The CDC, by the way, says that one sign of a bedbug infestation is rusty–colored blood spots due to their blood-filled fecal material that they excrete on the mattress or nearby furniture. Because that’s what they do, you know. They suck your blood. During the day they sleep in tiny coffins. Not every bug in your bed is a bedbug, however. Here’s a helpful chart you can use for bedbug identification ->

Another memory from this time was holding my mother’s hand as we walked down Woodland Avenue on our way to the Horn & Hardart store to buy a pumpkin pie. Which made me very happy. Not only were we getting my favorite pie, we had already bought my favorite cereal. Ranger Joes.
Ranger Joes were puffed rice which, like every other rightminded person on Earth, I despised, but hey, the bag not only featured a picture of a cowboy, they were also called Ranger Joes. My name! And I was big into being a cowboy. Specifically, Roy Rogers.
Somehow one Sunday my cousin Helen spirited me off to Methodist Sunday School. Pop must have been looking the other way. Helen was older so she was in a different class. A staunch Catholic at the time, I adopted an adversarial attitude. When asked my name I said I was Roy Rogers, my idol. No doubt the teacher chuckled and said something like, “Okay, but what’s your real name?” I persisted. No way was I going to reveal my true identity, which seemed of considerable importance, to this prying Methodist. Betraying his keen interest in this intelligence, instead of just giving up and calling me Roy, the teacher sent for Helen. When the situation was explained to her she looked at me, then back at the teacher and said, “His name is Roy Rogers.”
We were a hard bunch in those days.

The Real Roy Rogers 
Sunday School Roy Rogers 
But I looked more like Cisco
Grandpop Wise was a grouch nobody liked. Except me. I liked him because he ate cat food. Made burgers out of it. My first memory of him was probably the time he got fired. He’d just come home from the bar at the corner of Woodland Avenue. No matter where he’d been on any given day, he always came home from the bar. As usual, he was hopping mad, but this time he explained it was because he’d been “fired”. Wow. I imagined him walking down the avenue, right outside the bar, when a long, black car pulls up beside him, tires squealing, and from the back seat a gangster shouldering a flame thrower squirts a stream of fire at him, singeing the nape of his neck. Which explained why he had such a red neck, except it didn’t because he’d always had that dark red neck. Grandpop, target of the Mob, rose in my estimation.

Some years later he had a stroke and the doctors told him he wouldn’t walk again. The hell I won’t, he said. Using the hall railing upstairs he did his own physical therapy and a few months later he drove over to Jersey to thin the Atlantic’s fish population.
Like the Gillons, the Wises also boasted a connection to royalty, this time to none other than Ulysses S. Grant. You see, the S was for Simpson and there was some sort of cousin n times removed who was also named Simpson, or knew someone named Simpson back in Harrisburg, PA which isn’t terrifically far from Point Pleasant, OH, where Grant was born. That’s just too much coincidence. Oddly, Mom insisted this relationship did not extend to her children. It was hers and hers alone. The link was simply too tenuous to extend past her and reach me. Which does not stop me from bragging about my great-great uncle US Grant. I often point out our striking physical similarity.

We Wises do have genuine military connections. Amos Jasper Plummer was killed in Virginia in 1864, part of Grant’s Army of the Potomac that was pressing Robert E. Lee back to Richmond. In December, 1944, my Uncle Huck, aka Amos Jasper Wise, third child of Henry and Mary and part of George Patton’s 3rd Army was killed in the relief of Bastogne. I found online the actual reports for when he was listed MIA and then KIA. The two are separated by almost a month. One can only hope it took that long to identify the body and update the paperwork as opposed to find the body.

Task instructions: Transcribe the memoir passage, starting with "The Real Roy" and going on through "in my estimation.".

Source information:
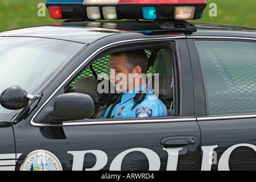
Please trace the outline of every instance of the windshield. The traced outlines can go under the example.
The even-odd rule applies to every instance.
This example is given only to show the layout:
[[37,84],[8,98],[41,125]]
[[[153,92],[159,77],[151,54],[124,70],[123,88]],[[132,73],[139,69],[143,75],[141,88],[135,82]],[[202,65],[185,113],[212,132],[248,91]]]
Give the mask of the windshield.
[[[0,38],[0,93],[18,85],[35,94],[84,44],[37,38]],[[13,111],[0,105],[0,121]],[[17,111],[16,111],[17,112]]]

Output of the task:
The Real Roy Rogers 
Sunday School Roy Rogers 
But I looked more like Cisco
Grandpop Wise was a grouch nobody liked. Except me. I liked him because he ate cat food. Made burgers out of it. My first memory of him was probably the time he got fired. He’d just come home from the bar at the corner of Woodland Avenue. No matter where he’d been on any given day, he always came home from the bar. As usual, he was hopping mad, but this time he explained it was because he’d been “fired”. Wow. I imagined him walking down the avenue, right outside the bar, when a long, black car pulls up beside him, tires squealing, and from the back seat a gangster shouldering a flame thrower squirts a stream of fire at him, singeing the nape of his neck. Which explained why he had such a red neck, except it didn’t because he’d always had that dark red neck. Grandpop, target of the Mob, rose in my estimation.